> **Text shown**:
________________
For the Cyber Cleanse, you analyze how you use each email account, so you can adopt a more secure email service for things you’d like to keep private from Big Tech. Then, you sign up for a secure email service that doesn’t sell or use your data for its purposes. Several options are provided on the Day Four: Secure Your Email post for the Cyber Cleanse. Some of these have free, minimal plans to let you try things out, but if you need an email account that is more robust, you will need to pay for it.
I’m giving Tuta Mail a try. Having just signed up, I don’t yet have a good grasp of the service yet. If I like it, I’ll sign up for a paid account.
What took me so long to sign up for a secure email account when I started this Cyber Cleanse in January?
I wanted to clean out and archive my email accounts. This was no small feat and I’m not done yet. Over the past couple of months, when I’ve had spare time, I’ve sifted through two accounts, deleting anything I didn’t want to archive. One Gmail account had over 7,000 emails and went back 20 years. Oof. I whittled it down to less than 3,000 emails and made a backup that I saved to the external hard drive I purchased for the cleanse.
________________
> **Listed records**:
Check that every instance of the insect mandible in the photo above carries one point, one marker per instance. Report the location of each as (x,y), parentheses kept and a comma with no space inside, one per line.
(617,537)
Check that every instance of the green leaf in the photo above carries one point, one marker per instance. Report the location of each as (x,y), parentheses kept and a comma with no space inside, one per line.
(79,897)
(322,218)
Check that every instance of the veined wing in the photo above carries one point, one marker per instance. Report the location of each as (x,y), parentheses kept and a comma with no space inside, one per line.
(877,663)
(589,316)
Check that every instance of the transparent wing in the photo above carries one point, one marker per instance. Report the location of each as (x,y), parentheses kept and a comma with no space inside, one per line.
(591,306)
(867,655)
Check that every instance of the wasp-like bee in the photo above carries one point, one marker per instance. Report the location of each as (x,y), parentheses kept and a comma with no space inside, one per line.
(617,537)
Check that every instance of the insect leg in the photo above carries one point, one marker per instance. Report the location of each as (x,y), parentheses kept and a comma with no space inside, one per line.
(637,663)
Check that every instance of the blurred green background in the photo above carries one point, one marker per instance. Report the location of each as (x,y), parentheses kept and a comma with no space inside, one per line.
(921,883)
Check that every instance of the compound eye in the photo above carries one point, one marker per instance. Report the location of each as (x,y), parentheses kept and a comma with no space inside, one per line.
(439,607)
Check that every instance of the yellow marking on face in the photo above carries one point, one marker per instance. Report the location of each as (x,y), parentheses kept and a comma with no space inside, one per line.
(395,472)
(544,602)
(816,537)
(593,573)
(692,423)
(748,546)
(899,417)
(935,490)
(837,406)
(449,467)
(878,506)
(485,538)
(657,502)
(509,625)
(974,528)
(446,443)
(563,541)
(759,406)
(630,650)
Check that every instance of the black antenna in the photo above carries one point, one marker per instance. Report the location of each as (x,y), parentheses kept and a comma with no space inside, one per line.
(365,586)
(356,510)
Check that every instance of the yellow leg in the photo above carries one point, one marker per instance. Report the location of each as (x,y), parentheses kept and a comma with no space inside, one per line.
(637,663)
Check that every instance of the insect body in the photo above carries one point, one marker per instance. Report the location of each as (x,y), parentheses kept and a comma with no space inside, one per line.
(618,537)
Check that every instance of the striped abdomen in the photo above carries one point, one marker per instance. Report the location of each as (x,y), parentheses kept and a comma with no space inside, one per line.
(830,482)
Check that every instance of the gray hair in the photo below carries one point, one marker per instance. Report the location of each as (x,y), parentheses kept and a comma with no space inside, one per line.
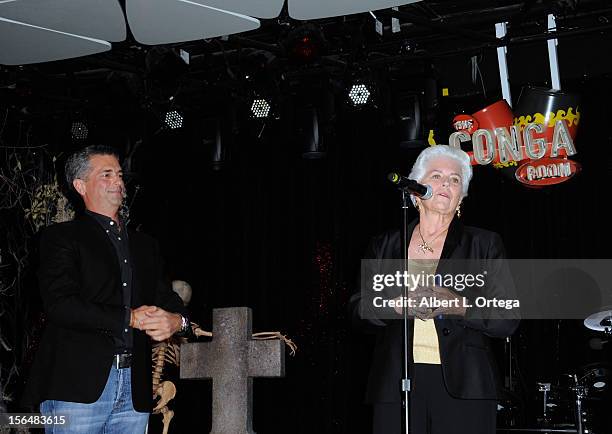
(77,166)
(421,165)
________________
> **Task to complete**: According to the Cyber Cleanse text, why did the writer take so long after starting in January to sign up for a secure email account? Explain in one to three sentences.

> **Answer to this task**: The writer wanted to clean out and archive the existing email accounts first, a big job that still isn't finished. Over a couple of months of spare time, this meant going through two accounts and deleting anything not worth archiving. One Gmail account went from over 7,000 emails to fewer than 3,000, and its backup was saved to an external hard drive.